Brief
Transcribe the data as written, minus images.

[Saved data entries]
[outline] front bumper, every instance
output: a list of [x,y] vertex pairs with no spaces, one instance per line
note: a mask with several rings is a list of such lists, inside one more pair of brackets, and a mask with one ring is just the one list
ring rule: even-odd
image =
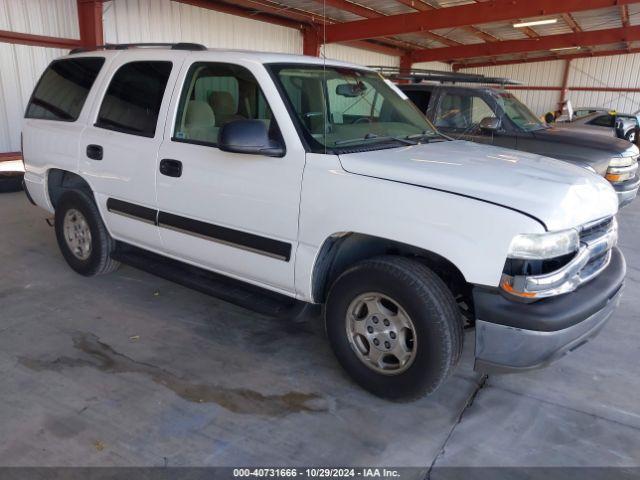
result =
[[622,296],[626,264],[617,248],[609,266],[572,293],[516,303],[476,287],[475,369],[513,372],[541,368],[597,335]]
[[623,183],[612,184],[618,195],[618,207],[622,208],[629,205],[638,195],[638,187],[640,187],[640,175],[636,175]]

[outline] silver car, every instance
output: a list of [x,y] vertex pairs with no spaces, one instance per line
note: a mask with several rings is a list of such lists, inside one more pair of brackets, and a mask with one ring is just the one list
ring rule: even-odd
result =
[[[576,113],[582,110],[576,110]],[[569,128],[595,135],[624,138],[632,143],[636,141],[638,119],[635,115],[596,111],[588,115],[576,115],[573,120],[557,122],[558,128]]]

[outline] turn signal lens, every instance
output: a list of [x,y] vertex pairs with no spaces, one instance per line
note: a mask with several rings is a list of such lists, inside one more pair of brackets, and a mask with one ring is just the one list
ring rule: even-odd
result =
[[500,281],[500,288],[502,288],[505,292],[510,293],[511,295],[515,295],[516,297],[522,297],[522,298],[536,297],[535,292],[519,292],[518,290],[513,288],[513,285],[511,284],[512,280],[513,278],[510,277],[509,275],[503,275],[502,280]]

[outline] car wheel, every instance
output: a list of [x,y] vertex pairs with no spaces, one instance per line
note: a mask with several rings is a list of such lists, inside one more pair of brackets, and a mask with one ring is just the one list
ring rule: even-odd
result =
[[462,320],[433,271],[403,257],[362,261],[332,285],[325,309],[340,364],[380,397],[433,393],[460,358]]
[[101,275],[120,266],[111,258],[115,241],[107,232],[95,201],[87,193],[69,190],[60,197],[55,230],[62,255],[79,274]]
[[629,140],[631,143],[636,143],[636,131],[635,130],[631,130],[629,133],[627,133],[626,135],[626,139]]

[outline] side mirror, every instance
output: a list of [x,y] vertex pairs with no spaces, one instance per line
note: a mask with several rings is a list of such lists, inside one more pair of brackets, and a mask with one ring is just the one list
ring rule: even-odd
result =
[[480,130],[485,132],[496,132],[501,126],[502,122],[496,117],[485,117],[480,121]]
[[269,138],[269,129],[261,120],[235,120],[225,124],[218,135],[223,152],[283,157],[284,145]]

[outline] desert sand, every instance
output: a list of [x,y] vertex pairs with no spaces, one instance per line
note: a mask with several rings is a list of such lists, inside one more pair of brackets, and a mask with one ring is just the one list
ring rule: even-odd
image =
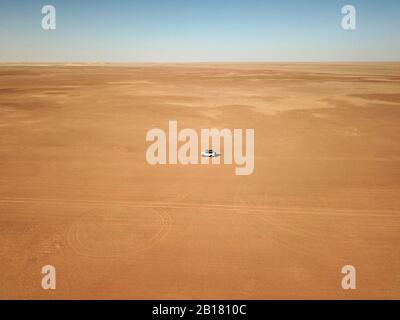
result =
[[[149,165],[169,120],[254,173]],[[2,64],[0,298],[399,299],[399,140],[400,63]]]

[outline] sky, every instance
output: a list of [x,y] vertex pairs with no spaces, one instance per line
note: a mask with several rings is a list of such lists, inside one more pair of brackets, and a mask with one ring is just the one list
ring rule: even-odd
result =
[[399,60],[399,0],[0,1],[0,62]]

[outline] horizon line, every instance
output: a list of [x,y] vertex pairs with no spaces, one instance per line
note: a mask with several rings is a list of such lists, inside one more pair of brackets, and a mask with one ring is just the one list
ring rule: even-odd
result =
[[319,63],[400,63],[399,60],[232,60],[232,61],[0,61],[0,64],[20,64],[20,65],[38,65],[38,64],[319,64]]

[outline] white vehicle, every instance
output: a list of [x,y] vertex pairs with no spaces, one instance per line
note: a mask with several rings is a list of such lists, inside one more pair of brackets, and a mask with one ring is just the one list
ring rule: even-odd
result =
[[218,155],[217,152],[214,151],[214,150],[212,150],[212,149],[203,151],[203,152],[201,153],[201,156],[202,156],[202,157],[209,157],[209,158],[216,157],[217,155]]

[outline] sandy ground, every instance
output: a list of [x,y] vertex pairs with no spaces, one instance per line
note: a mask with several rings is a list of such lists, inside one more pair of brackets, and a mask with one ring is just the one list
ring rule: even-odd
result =
[[[169,120],[253,175],[147,164]],[[399,139],[400,64],[1,65],[0,298],[399,299]]]

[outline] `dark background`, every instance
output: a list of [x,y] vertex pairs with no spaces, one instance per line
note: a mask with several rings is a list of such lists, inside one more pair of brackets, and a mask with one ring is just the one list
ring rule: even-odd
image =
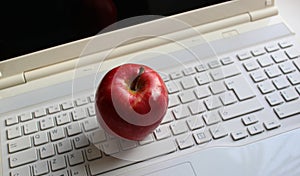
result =
[[225,0],[40,0],[0,2],[0,61],[96,35],[133,16],[162,15]]

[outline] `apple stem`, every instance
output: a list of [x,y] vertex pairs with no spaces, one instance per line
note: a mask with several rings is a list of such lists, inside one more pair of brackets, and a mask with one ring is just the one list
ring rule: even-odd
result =
[[141,77],[141,74],[143,74],[145,72],[145,68],[144,67],[140,67],[139,69],[139,73],[137,75],[137,77],[132,81],[131,83],[131,86],[130,86],[130,89],[133,90],[133,91],[137,91],[138,90],[138,80],[140,79]]

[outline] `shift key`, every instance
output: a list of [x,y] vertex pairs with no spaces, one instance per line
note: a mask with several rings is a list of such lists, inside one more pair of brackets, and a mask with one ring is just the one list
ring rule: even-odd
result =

Completed task
[outline] front bumper, every instance
output: a list of [x,y] vertex pairs with no spaces, one instance per line
note: a mask with several rings is a list of such lists, inside one more pair of brackets, and a mask with one ring is just the one list
ring rule: even-odd
image =
result =
[[622,296],[626,264],[617,248],[609,266],[572,293],[516,303],[476,287],[475,369],[513,372],[541,368],[597,335]]
[[623,183],[612,184],[618,195],[618,207],[622,208],[629,205],[638,195],[638,187],[640,187],[640,175],[636,175]]

[outline] silver car, every instance
output: a list of [x,y] vertex pairs with no spaces, one instance per line
note: a mask with several rings is a list of such lists, inside one more pair of brackets, and a mask with one ring is just the one list
ring rule: even-odd
result =
[[[576,113],[582,110],[576,110]],[[569,128],[595,135],[624,138],[632,143],[636,141],[638,119],[635,115],[596,111],[588,115],[576,115],[573,120],[557,122],[558,128]]]

[outline] turn signal lens, every instance
output: a list of [x,y] vertex pairs with no spaces, one instance per line
note: a mask with several rings is a list of such lists, inside one more pair of brackets, and a mask with one ring is just the one list
ring rule: even-odd
result =
[[500,281],[500,288],[502,288],[505,292],[510,293],[511,295],[515,295],[516,297],[522,297],[522,298],[536,297],[535,292],[519,292],[518,290],[513,288],[513,285],[511,284],[512,280],[513,278],[510,277],[509,275],[503,275],[502,280]]

[outline] car wheel, every instance
output: a list of [x,y] vertex pairs with no spaces, one instance per line
note: a mask with several rings is a list of such lists, inside one more pair of brackets, and a mask with one ring is just the one list
ring rule: even-odd
result =
[[462,320],[433,271],[403,257],[362,261],[332,285],[325,309],[340,364],[380,397],[433,393],[460,358]]
[[101,275],[120,266],[111,258],[115,241],[107,232],[95,201],[87,193],[69,190],[60,197],[55,230],[62,255],[79,274]]
[[629,140],[631,143],[636,143],[636,131],[635,130],[631,130],[629,133],[627,133],[626,135],[626,139]]

[outline] side mirror, every instance
output: a list of [x,y] vertex pairs with no spaces, one instance per line
note: a mask with several rings is a list of such lists, inside one more pair of brackets, and a mask with one ring is just the one list
ring rule: even-odd
result =
[[480,130],[485,132],[496,132],[501,126],[502,122],[496,117],[485,117],[480,121]]
[[269,138],[269,129],[261,120],[235,120],[225,124],[218,135],[223,152],[283,157],[284,145]]

[outline] desert sand, every instance
output: a list of [x,y] vertex pairs with no spaces, one instance per line
note: a mask with several rings is a list of such lists, inside one more pair of brackets, and a mask with one ring is just the one list
ring rule: even-odd
image =
result =
[[[149,165],[169,120],[254,173]],[[2,64],[0,298],[399,299],[399,140],[400,63]]]

[outline] sky, every instance
output: a list of [x,y] vertex pairs with no spaces, one instance per line
note: a mask with several rings is a list of such lists, inside one more pair of brackets, and a mask with one ring is just the one list
ring rule: even-odd
result =
[[399,60],[399,0],[0,1],[0,62]]

[outline] horizon line, every instance
output: a list of [x,y] vertex pairs with no spaces, one instance per line
note: a mask with several rings is a list of such lists, inside one more pair of brackets, and a mask with one ring is just the one list
ring rule: even-odd
result =
[[319,63],[400,63],[399,60],[232,60],[232,61],[0,61],[0,64],[20,64],[20,65],[38,65],[38,64],[319,64]]

[outline] white vehicle, every instance
output: a list of [x,y] vertex pairs with no spaces, one instance per line
note: a mask with several rings is a list of such lists, inside one more pair of brackets, and a mask with one ring is just the one list
ring rule: even-odd
result =
[[218,155],[217,152],[214,151],[214,150],[212,150],[212,149],[203,151],[203,152],[201,153],[201,156],[202,156],[202,157],[209,157],[209,158],[216,157],[217,155]]

[outline] sandy ground, every instance
output: a list of [x,y] vertex pairs with no spaces, one instance per line
note: a mask with several rings is a list of such lists, inside one more pair of brackets, and a mask with one ring is just the one list
ring rule: even-odd
result =
[[[169,120],[253,175],[147,164]],[[399,139],[400,64],[1,65],[0,298],[399,299]]]

[outline] `dark background`, every instance
output: a list of [x,y] vertex pairs with no spaces, one instance per line
note: a mask with several rings is a list of such lists, inside one more pair of brackets, and a mask with one ring is just the one list
ring rule: even-odd
image =
result =
[[225,0],[40,0],[0,2],[0,61],[96,35],[133,16],[162,15]]

[outline] `apple stem`, every instance
output: a list of [x,y] vertex pairs with no spaces, one instance per line
note: a mask with several rings is a list of such lists, inside one more pair of brackets, and a mask with one ring is just the one list
ring rule: even-odd
result =
[[141,77],[141,74],[143,74],[145,72],[145,68],[144,67],[140,67],[139,69],[139,73],[137,75],[137,77],[132,81],[131,83],[131,86],[130,86],[130,89],[133,90],[133,91],[137,91],[138,90],[138,80],[140,79]]

[outline] `shift key`, every instance
output: a list of [x,y] vertex pairs with no spaces, one instance per line
note: a mask with several rings is a list of such lists, inside one more pair of brackets, and a mask with one ring is just the one list
ring rule: even-odd
result =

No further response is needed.